Stated exercise 1:
Name every performer in the list after "the majority of living female music/performance legends" in the Michael Schmidt article.
Stated exercise 2:
Please write out the Michael Schmidt article, everything from "Those chain mail" down to "Beyonce’s Formation Tour.".
Stated exercise 3:
Extend the Michael Schmidt article past its final sentence.

One of music’s most legendary wardrobers now makes jewelry for mortals, too
You may not know Michael Schmidt’s name, but it’s a certainty that you’ve seen his work.
The Los Angeles–based wardrober and custom creator has, for decades now, been the creative genius that big-name stylists and edgy musicians call when they want to collaborate on an earth-shatteringly cool, one-of-a-kind piece of fashion or jewelry.
Those chain mail dresses Tina Turner wore in her heyday? Schmidt made them. The kooky Romanesque outfits LMFAO wore when cavorting with Maddona on stage at the 2012 Super Bowl halftime show? Also by Schmidt, whose studio created nearly 300 pieces for Madonna’s 2012 MDNA Tour and numerous pieces for her 2015 Rebel Heart Tour—his fifth with the iconic artist.
The chain mesh, “Ivy Park”–emblazoned T-shirts Beyoncé’s been wearing on her current Formation Tour were also designed by the artist. In fact, Schmidt’s made special pieces for the majority of living female music/performance legends—Rihanna, Fergie, Dita Von Teese, Dolly Parton, Janet Jackson, Deborah Harry, and Lady Gaga included.
Michael Schmidt created this 24k gold mesh T-shirt, studded with crystal letters, for Beyonce’s Formation Tour.
An iconic Herb Ritts photo of Tina Turner in a Michael Schmidt–made chain mail dress.
Metal and liquid-y chainmail are signature materials for Schmidt, and since 2001 he’s been creating jewelry, bags, clothing, and furniture for the jewelry-centric brand Chrome Hearts.
Now he’s making jewelry and apparel under his own shingle, Michael Schmidt Studios, available on a brand new shoppable website.
Schmidt’s jewelry—a clutch of complicated, seductively punky masterworks wrought in base and fine metals—bear many hallmarks found in his custom work, including densely woven, sinewy metals.
The line—priced from around $500, ascending to the double-digit thousands for diamond-studded pieces—is currently being stocked in some of the swankiest stores in the United States, including Maxfield in LA and Ikram in Chicago.

Supplied data:
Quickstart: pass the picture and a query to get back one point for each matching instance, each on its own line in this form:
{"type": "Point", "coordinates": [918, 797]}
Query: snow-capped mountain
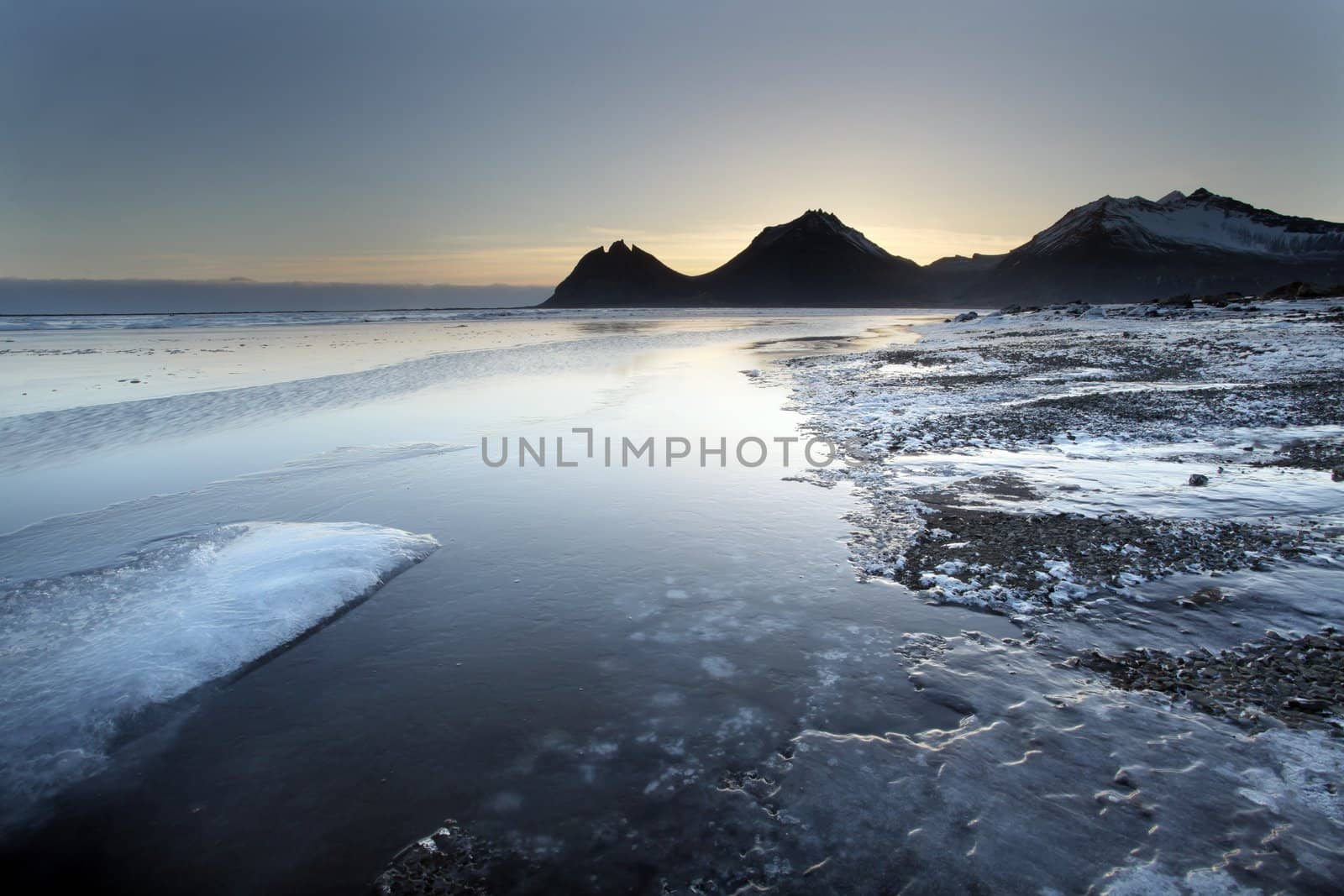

Response 1:
Rihanna, Fergie, Dita Von Teese, Dolly Parton, Janet Jackson, Deborah Harry, and Lady Gaga.

Response 2:
Those chain mail dresses Tina Turner wore in her heyday? Schmidt made them. The kooky Romanesque outfits LMFAO wore when cavorting with Maddona on stage at the 2012 Super Bowl halftime show? Also by Schmidt, whose studio created nearly 300 pieces for Madonna’s 2012 MDNA Tour and numerous pieces for her 2015 Rebel Heart Tour—his fifth with the iconic artist.
The chain mesh, “Ivy Park”–emblazoned T-shirts Beyoncé’s been wearing on her current Formation Tour were also designed by the artist. In fact, Schmidt’s made special pieces for the majority of living female music/performance legends—Rihanna, Fergie, Dita Von Teese, Dolly Parton, Janet Jackson, Deborah Harry, and Lady Gaga included.
Michael Schmidt created this 24k gold mesh T-shirt, studded with crystal letters, for Beyonce’s Formation Tour.

Response 3:
We caught up with the designer days after his website went live.
When did you start making jewelry specifically for retail?
Michael Schmidt: I’ve made jewelry for as long as I can remember, since I was a child. Once I moved to New York City in the ’80s I began making wearable art pieces in earnest. The pieces we do now are informed by the techniques and materials we utilize for our entertainment industry clients, but in a more accessible way.
You’re known for your creative custom pieces for celebs—what made you want to start creating jewelry everyone can get their hands on?
Schmidt: Working with entertainers is a collaborative experience, which I very much enjoy. Sometimes, however, one wants to create something for purely selfish reasons. It helps to define one’s voice in the world. My jewelry and wardrobing collections allow me to do that.
Sterling silver mesh Lyre bracelet, $3,425
Are your jewelry pieces inspired by famous pieces you’ve done (like Tina’s chain mail dresses)?
Schmidt: I’m often asked to reproduce pieces I’ve created for various performers, but I prefer that those pieces remain unique to the individual and moment for which they were designed. I will often, however, create a piece inspired by it, which we then offer in our collections.
What inspires you when you’re designing jewelry pieces?
Schmidt: I think if you keep an open heart and eye, you can be inspired by anything. It’s most fun when it occurs unexpectedly!
Chrome spiked cluster necklace, $895
Is every piece of jewelry a one-off, or do you make to order?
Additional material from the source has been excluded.